Each line of the data should be given again exactly.
*** Opening Stored data ***
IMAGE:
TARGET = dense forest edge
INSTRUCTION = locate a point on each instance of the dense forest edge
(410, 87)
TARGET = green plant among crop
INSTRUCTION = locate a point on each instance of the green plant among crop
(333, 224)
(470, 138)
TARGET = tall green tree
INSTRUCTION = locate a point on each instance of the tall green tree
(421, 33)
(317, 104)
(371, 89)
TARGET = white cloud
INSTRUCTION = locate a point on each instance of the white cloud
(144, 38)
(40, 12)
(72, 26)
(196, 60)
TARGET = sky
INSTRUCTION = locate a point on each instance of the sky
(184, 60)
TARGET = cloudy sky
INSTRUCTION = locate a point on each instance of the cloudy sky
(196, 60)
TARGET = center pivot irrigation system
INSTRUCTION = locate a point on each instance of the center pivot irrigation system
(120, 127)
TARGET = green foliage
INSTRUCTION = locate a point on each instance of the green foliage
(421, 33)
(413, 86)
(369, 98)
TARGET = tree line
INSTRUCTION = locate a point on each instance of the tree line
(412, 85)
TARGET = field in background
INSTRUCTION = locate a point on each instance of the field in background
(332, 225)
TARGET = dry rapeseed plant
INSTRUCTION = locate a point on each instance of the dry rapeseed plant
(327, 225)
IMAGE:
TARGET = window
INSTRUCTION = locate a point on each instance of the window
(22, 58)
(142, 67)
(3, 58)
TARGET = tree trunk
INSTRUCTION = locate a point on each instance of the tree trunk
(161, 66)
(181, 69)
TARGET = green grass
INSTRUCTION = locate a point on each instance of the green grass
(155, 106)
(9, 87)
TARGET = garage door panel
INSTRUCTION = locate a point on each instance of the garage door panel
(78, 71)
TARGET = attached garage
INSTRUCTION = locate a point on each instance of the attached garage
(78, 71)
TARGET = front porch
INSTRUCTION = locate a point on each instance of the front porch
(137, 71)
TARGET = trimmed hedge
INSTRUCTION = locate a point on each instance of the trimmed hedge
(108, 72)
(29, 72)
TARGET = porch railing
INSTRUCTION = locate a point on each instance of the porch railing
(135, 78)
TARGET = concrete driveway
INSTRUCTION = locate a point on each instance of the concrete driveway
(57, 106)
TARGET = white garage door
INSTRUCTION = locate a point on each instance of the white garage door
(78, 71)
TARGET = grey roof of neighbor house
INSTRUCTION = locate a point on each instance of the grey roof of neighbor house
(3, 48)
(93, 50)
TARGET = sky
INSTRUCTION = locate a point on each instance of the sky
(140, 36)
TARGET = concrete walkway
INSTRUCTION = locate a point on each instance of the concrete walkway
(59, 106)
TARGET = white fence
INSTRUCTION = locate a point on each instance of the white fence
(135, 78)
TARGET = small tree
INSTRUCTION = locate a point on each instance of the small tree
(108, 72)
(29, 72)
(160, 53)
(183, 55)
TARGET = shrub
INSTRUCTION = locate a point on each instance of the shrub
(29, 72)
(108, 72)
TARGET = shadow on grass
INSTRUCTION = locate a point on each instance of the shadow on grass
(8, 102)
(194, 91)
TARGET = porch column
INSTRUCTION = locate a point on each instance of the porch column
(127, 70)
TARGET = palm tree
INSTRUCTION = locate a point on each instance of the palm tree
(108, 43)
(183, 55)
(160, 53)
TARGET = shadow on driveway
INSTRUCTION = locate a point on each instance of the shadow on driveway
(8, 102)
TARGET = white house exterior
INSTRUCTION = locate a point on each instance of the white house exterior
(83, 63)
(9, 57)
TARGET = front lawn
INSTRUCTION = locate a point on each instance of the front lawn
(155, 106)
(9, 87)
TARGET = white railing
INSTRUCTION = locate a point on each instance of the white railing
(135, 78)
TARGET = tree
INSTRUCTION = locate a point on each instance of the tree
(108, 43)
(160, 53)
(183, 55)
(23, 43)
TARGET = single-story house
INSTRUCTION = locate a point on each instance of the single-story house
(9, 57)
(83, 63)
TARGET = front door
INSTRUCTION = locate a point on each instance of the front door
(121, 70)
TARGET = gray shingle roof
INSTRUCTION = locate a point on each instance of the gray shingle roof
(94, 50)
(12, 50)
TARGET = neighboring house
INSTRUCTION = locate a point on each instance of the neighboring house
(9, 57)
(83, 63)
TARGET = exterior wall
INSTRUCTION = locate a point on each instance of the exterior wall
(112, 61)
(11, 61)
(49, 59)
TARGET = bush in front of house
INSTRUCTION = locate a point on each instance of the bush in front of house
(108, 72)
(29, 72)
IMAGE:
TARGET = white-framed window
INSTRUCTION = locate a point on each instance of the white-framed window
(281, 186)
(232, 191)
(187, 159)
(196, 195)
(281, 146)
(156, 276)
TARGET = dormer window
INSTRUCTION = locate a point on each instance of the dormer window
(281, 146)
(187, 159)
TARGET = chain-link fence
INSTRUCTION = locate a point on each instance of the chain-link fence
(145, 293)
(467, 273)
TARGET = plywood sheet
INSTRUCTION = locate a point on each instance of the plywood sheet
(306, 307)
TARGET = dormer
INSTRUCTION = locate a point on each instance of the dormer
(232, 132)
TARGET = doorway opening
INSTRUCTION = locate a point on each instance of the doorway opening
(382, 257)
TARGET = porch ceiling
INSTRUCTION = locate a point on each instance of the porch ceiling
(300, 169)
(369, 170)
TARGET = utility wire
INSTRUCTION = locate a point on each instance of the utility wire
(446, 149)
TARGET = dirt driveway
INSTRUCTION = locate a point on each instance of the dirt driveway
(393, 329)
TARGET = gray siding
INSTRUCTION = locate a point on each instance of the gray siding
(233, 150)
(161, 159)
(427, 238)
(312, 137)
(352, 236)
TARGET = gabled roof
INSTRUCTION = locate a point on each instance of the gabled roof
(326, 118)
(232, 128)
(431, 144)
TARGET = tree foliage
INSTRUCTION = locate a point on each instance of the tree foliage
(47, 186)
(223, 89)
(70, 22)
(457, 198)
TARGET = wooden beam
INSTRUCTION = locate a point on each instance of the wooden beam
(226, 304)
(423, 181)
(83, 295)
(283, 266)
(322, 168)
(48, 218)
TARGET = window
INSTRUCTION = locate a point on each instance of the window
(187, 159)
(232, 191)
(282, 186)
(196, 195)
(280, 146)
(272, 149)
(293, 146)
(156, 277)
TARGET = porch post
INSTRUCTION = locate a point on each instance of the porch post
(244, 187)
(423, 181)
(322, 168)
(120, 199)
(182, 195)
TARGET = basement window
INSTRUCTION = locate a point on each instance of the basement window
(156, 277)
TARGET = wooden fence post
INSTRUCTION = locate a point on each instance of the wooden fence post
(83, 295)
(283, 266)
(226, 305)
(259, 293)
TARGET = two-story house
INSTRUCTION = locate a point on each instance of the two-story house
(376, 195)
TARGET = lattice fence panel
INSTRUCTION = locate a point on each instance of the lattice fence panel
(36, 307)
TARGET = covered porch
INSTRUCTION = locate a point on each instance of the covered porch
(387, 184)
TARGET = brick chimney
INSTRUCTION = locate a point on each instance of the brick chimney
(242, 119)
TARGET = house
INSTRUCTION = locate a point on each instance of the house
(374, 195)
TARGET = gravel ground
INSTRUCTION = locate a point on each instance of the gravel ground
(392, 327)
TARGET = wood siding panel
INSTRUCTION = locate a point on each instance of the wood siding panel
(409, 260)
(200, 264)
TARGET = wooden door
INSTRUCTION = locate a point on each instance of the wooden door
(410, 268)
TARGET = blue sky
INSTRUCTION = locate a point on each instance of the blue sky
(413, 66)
*** Closing Stored data ***
### Output for this task
IMAGE:
TARGET = dense forest edge
INSTRUCTION = locate a point on each instance of the dense forest edge
(410, 87)
TARGET = green plant among crop
INSTRUCTION = locate a point on each instance of the green plant among crop
(333, 224)
(470, 138)
TARGET = tall green tree
INSTRUCTION = locate a point on each instance of the tall green tree
(421, 33)
(317, 104)
(371, 89)
TARGET = white cloud
INSTRUCTION = locate a point on each instance of the white cloud
(144, 38)
(40, 12)
(72, 26)
(196, 60)
TARGET = sky
INSTRUCTION = locate a point on each instance of the sky
(184, 60)
TARGET = cloudy sky
INSTRUCTION = locate a point on each instance of the cloudy sky
(196, 60)
TARGET = center pivot irrigation system
INSTRUCTION = locate a point on each instance of the center pivot irrigation system
(120, 127)
TARGET = green foliage
INSTRUCTION = locate a point on each instance of the green foliage
(421, 33)
(413, 86)
(369, 98)
TARGET = tree line
INSTRUCTION = locate a point on each instance of the tree line
(412, 85)
TARGET = field in background
INSTRUCTION = locate a point on each instance of the field in background
(332, 225)
TARGET = dry rapeseed plant
INSTRUCTION = locate a point on each instance of the dry rapeseed plant
(327, 225)
IMAGE:
TARGET = window
INSTRUCTION = locate a point on each instance of the window
(22, 58)
(142, 67)
(3, 58)
TARGET = tree trunk
INSTRUCTION = locate a point on each instance of the tree trunk
(161, 66)
(181, 69)
TARGET = green grass
INSTRUCTION = locate a point on each instance of the green grass
(155, 106)
(9, 87)
TARGET = garage door panel
INSTRUCTION = locate a point on each instance of the garage door panel
(78, 71)
TARGET = attached garage
INSTRUCTION = locate a point on each instance of the attached garage
(78, 71)
TARGET = front porch
INSTRUCTION = locate a point on each instance of the front porch
(137, 71)
TARGET = trimmed hedge
INSTRUCTION = locate a point on each instance of the trimmed hedge
(108, 72)
(29, 72)
TARGET = porch railing
INSTRUCTION = locate a point on each instance of the porch railing
(135, 78)
TARGET = concrete driveway
INSTRUCTION = locate a point on each instance of the concrete driveway
(57, 106)
TARGET = white garage door
INSTRUCTION = locate a point on each instance of the white garage door
(78, 71)
TARGET = grey roof of neighbor house
INSTRUCTION = locate a point on each instance of the grey roof of neighbor house
(3, 48)
(93, 50)
TARGET = sky
INSTRUCTION = locate a point on each instance of the sky
(140, 36)
TARGET = concrete walkway
INSTRUCTION = locate a point on each instance of the concrete walkway
(59, 106)
TARGET = white fence
INSTRUCTION = locate a point on each instance of the white fence
(135, 78)
TARGET = small tree
INSTRUCTION = locate a point on each instance of the small tree
(108, 72)
(29, 72)
(160, 53)
(183, 55)
TARGET = shrub
INSTRUCTION = locate a point on each instance of the shrub
(29, 72)
(108, 72)
TARGET = shadow on grass
INSTRUCTION = locate a point on each instance of the shadow on grass
(8, 102)
(194, 91)
TARGET = porch column
INSTRUCTION = locate a point on each instance of the porch column
(127, 70)
TARGET = palm tree
INSTRUCTION = locate a point on each instance of the palm tree
(108, 43)
(183, 55)
(160, 53)
TARGET = shadow on driveway
INSTRUCTION = locate a point on each instance of the shadow on driveway
(8, 102)
TARGET = white house exterior
INSTRUCTION = locate a point on each instance of the white house exterior
(83, 63)
(9, 57)
TARGET = front lawn
INSTRUCTION = locate a point on each instance of the front lawn
(155, 106)
(9, 87)
TARGET = white railing
INSTRUCTION = locate a point on each instance of the white railing
(135, 78)
TARGET = tree
INSTRUCTION = locate a point on each instance of the tree
(108, 43)
(160, 53)
(183, 55)
(23, 43)
TARGET = single-story house
INSTRUCTION = locate a point on each instance of the single-story house
(9, 57)
(83, 63)
TARGET = front door
INSTRUCTION = locate a point on each instance of the front door
(121, 70)
TARGET = gray shingle roof
INSTRUCTION = locate a point on each instance of the gray shingle roof
(94, 50)
(12, 50)
TARGET = neighboring house
INSTRUCTION = locate a point on each instance of the neighboring house
(9, 57)
(83, 63)
TARGET = exterior wall
INSTRUCTION = locate a point on each instance of the exterior wall
(112, 61)
(11, 61)
(49, 59)
TARGET = bush in front of house
INSTRUCTION = locate a point on each instance of the bush in front of house
(108, 72)
(29, 72)
IMAGE:
TARGET = white-framed window
INSTRUCTION = locate a point on each instance of the white-framed window
(281, 186)
(232, 191)
(187, 159)
(196, 195)
(281, 146)
(156, 276)
TARGET = dormer window
INSTRUCTION = locate a point on each instance of the dormer window
(281, 146)
(187, 159)
TARGET = chain-link fence
INSTRUCTION = locate a point on each instance of the chain-link fence
(145, 293)
(467, 273)
TARGET = plywood sheet
INSTRUCTION = locate a point on each instance of the plywood sheet
(306, 307)
TARGET = dormer
INSTRUCTION = locate a point on each instance of the dormer
(232, 132)
TARGET = doorway opening
INSTRUCTION = locate a point on each instance of the doorway opening
(382, 257)
TARGET = porch ceiling
INSTRUCTION = locate a point on each instance of the porch ceiling
(300, 169)
(369, 170)
TARGET = utility wire
INSTRUCTION = locate a point on each instance of the utility wire
(446, 149)
TARGET = dirt driveway
INSTRUCTION = locate a point on each instance of the dirt driveway
(393, 329)
TARGET = gray siding
INSTRUCTION = locate a point on each instance of the gray siding
(233, 150)
(161, 159)
(427, 238)
(312, 137)
(352, 236)
TARGET = gabled roof
INSTRUCTION = locate a point on each instance of the gabled roof
(326, 118)
(232, 128)
(431, 144)
TARGET = tree foliage
INSTRUCTION = locate a point on each instance of the tree foliage
(47, 186)
(223, 89)
(70, 22)
(457, 198)
TARGET = wooden beam
INSTRUCTION = locate a point on each instance of the wooden beam
(226, 304)
(423, 181)
(83, 295)
(283, 266)
(322, 168)
(48, 218)
TARGET = window
INSTRUCTION = locate a point on each instance of the window
(187, 159)
(232, 191)
(282, 186)
(196, 195)
(280, 146)
(272, 149)
(293, 146)
(156, 277)
TARGET = porch post
INSTRUCTION = locate a point on each instance of the porch post
(244, 187)
(423, 181)
(322, 168)
(120, 199)
(182, 195)
TARGET = basement window
INSTRUCTION = locate a point on each instance of the basement window
(156, 277)
TARGET = wooden fence post
INSTRUCTION = locate a point on each instance of the wooden fence post
(83, 295)
(283, 266)
(226, 305)
(259, 293)
TARGET = two-story house
INSTRUCTION = locate a point on each instance of the two-story house
(376, 195)
TARGET = lattice fence panel
INSTRUCTION = locate a point on each instance of the lattice fence panel
(36, 307)
TARGET = covered porch
INSTRUCTION = locate a point on each instance of the covered porch
(387, 184)
TARGET = brick chimney
INSTRUCTION = locate a point on each instance of the brick chimney
(242, 119)
TARGET = house
INSTRUCTION = locate a point on each instance of the house
(374, 195)
TARGET = gravel ground
INSTRUCTION = locate a point on each instance of the gravel ground
(392, 327)
TARGET = wood siding panel
INSTRUCTION = locate a point on each instance of the wood siding panel
(409, 260)
(200, 264)
TARGET = wooden door
INSTRUCTION = locate a point on each instance of the wooden door
(410, 268)
TARGET = blue sky
INSTRUCTION = locate a point on each instance of the blue sky
(413, 66)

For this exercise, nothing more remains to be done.